» **Consigne A**
Reproduisez le passage du récit de la marche de Napoléon qui va de « Cet officier, de » à « succès de l'entreprise. ».
» **Consigne B**
Selon le récit de la marche de Napoléon, combien de lieues l'Empereur a-t-il parcourues au cours de sa première journée ?
» **Consigne C**
Rédigez la suite du récit de la marche de Napoléon, en reprenant juste après sa dernière phrase.

» **Extrait proposé**
□ □ □
Cet officier, de retour, annonça que les portes de la ville et du port étaient fermées; et qu'il ne lui avait point été possible de voir le général Corsin, ni de parler aux soldats. Napoléon parut contrarié, mais peu inquiet de ce contre-temps. À onze heures du soir, il se mit en marche, traînant à sa suite quatre pièces d'artillerie. Les Polonais n'ayant pu embarquer leurs chevaux, en avaient emporté l'équipement, et marchaient joyeusement à l'avant-garde, courbés sous le poids de cet énorme bagage. Napoléon faisait acheter, pour eux, tous les chevaux qu'il rencontrait, et remontait ainsi, un à un, sa petite cavalerie.
Il se rendit à Cannes, de là à Grasse, et arriva dans la soirée du 2 au village de Cerenon, ayant fait vingt lieues dans cette première journée. Il fut reçu partout avec des sentimens qui furent le présage du succès de l'entreprise.
Le 3, l'Empereur coucha à Barème, et le 4 à Digne. Le bruit de son débarquement, qui le devançait de proche en proche, excitait partout un sentiment mêlé de joie, de surprise et d'inquiétude. Les paysans bénissaient son retour et lui offraient, dans leur naïf langage, l'expression de leurs voeux; mais quand ils voyaient sa petite troupe, ils la regardaient avec une tendre commisération et n'espéraient plus qu'il pût triompher avec de si faibles moyens.
□ □ □
» **Données fournies**

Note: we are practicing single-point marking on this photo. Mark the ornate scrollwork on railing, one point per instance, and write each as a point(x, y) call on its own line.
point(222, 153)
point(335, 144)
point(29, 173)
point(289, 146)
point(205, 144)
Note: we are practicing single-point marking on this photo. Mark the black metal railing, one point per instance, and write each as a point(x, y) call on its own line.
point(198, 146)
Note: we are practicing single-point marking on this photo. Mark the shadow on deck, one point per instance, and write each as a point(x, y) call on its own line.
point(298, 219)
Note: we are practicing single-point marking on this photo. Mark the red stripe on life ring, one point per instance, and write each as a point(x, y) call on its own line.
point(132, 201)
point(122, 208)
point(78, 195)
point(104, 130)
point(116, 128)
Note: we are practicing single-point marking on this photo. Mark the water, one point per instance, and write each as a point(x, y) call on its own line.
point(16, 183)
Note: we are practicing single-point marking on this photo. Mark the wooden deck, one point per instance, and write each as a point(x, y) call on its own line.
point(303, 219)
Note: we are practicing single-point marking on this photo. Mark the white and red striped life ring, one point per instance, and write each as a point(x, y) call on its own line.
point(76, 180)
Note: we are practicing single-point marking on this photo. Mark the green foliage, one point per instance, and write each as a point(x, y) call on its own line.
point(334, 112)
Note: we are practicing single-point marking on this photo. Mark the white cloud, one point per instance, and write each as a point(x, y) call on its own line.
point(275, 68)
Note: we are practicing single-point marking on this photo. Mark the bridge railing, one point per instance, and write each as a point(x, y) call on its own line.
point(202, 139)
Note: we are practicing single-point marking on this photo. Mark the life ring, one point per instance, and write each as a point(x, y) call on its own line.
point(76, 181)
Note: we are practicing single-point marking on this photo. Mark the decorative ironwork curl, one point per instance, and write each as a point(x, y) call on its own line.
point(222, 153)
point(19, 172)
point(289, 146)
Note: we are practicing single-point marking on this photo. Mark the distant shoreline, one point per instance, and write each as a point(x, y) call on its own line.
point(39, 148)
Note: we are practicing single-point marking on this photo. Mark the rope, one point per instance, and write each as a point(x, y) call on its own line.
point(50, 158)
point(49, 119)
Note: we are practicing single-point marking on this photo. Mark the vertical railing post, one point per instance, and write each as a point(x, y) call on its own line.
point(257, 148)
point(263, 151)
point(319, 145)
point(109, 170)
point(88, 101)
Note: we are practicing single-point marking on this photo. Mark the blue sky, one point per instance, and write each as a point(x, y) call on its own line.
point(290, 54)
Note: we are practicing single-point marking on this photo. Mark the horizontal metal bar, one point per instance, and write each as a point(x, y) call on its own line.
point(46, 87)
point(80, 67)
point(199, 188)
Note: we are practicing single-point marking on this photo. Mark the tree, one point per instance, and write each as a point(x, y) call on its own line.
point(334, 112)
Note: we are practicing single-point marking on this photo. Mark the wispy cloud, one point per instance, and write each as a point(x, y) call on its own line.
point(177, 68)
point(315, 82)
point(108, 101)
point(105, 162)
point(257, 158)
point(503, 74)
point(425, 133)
□ □ □
» **Réponse rédigée A**
Cet officier, de retour, annonça que les portes de la ville et du port étaient fermées; et qu'il ne lui avait point été possible de voir le général Corsin, ni de parler aux soldats. Napoléon parut contrarié, mais peu inquiet de ce contre-temps. À onze heures du soir, il se mit en marche, traînant à sa suite quatre pièces d'artillerie. Les Polonais n'ayant pu embarquer leurs chevaux, en avaient emporté l'équipement, et marchaient joyeusement à l'avant-garde, courbés sous le poids de cet énorme bagage. Napoléon faisait acheter, pour eux, tous les chevaux qu'il rencontrait, et remontait ainsi, un à un, sa petite cavalerie.
Il se rendit à Cannes, de là à Grasse, et arriva dans la soirée du 2 au village de Cerenon, ayant fait vingt lieues dans cette première journée. Il fut reçu partout avec des sentimens qui furent le présage du succès de l'entreprise.

» **Réponse rédigée B**
Il a parcouru vingt lieues.

» **Réponse rédigée C**
Le 5, Napoléon fut coucher à Gap, et ne conserva près de lui que six hommes à cheval et quarante grenadiers.
Ce fut dans cette ville, qu'il fit imprimer, pour la première fois, ses proclamations; elles se répandirent avec la rapidité de l'éclair et enflammèrent toutes les têtes et tous les coeurs d'un dévouement si violent et si prompt, que toute la population du pays voulait se lever en masse et marcher à l'avant-garde.
Il n'emprunta point dans ses proclamations, comme on l'a prétendu, ni la qualité de Général en Chef, ni celle de Lieutenant-général de son fils. Avant de quitter l'île d'Elbe, il s'était déterminé à reprendre, aussitôt son débarquement, le titre d'Empereur des Français.
Il avait reconnu que toute autre qualification diminuerait sa force et son ascendant sur le peuple et l'armée, jetterait de l'incertitude sur ses intentions, ferait naître des scrupules, des hésitations, et le constituerait d'ailleurs en état d'hostilité contre la France.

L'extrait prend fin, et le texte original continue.